課題: 以下の行をすべて、「white」を「brown」に変えて書き直せ。それ以外は一字も変えないこと。

入力:
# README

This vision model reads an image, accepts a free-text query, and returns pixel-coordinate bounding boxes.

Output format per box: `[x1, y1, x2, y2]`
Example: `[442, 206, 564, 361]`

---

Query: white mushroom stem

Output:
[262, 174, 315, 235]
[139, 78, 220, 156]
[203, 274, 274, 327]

正解:
# README

This vision model reads an image, accepts a free-text query, and returns pixel-coordinate bounding boxes.

Output format per box: `[x1, y1, x2, y2]`
Example: `[442, 206, 564, 361]`

---

Query: brown mushroom stem

Output:
[262, 174, 315, 235]
[139, 78, 220, 156]
[203, 274, 274, 327]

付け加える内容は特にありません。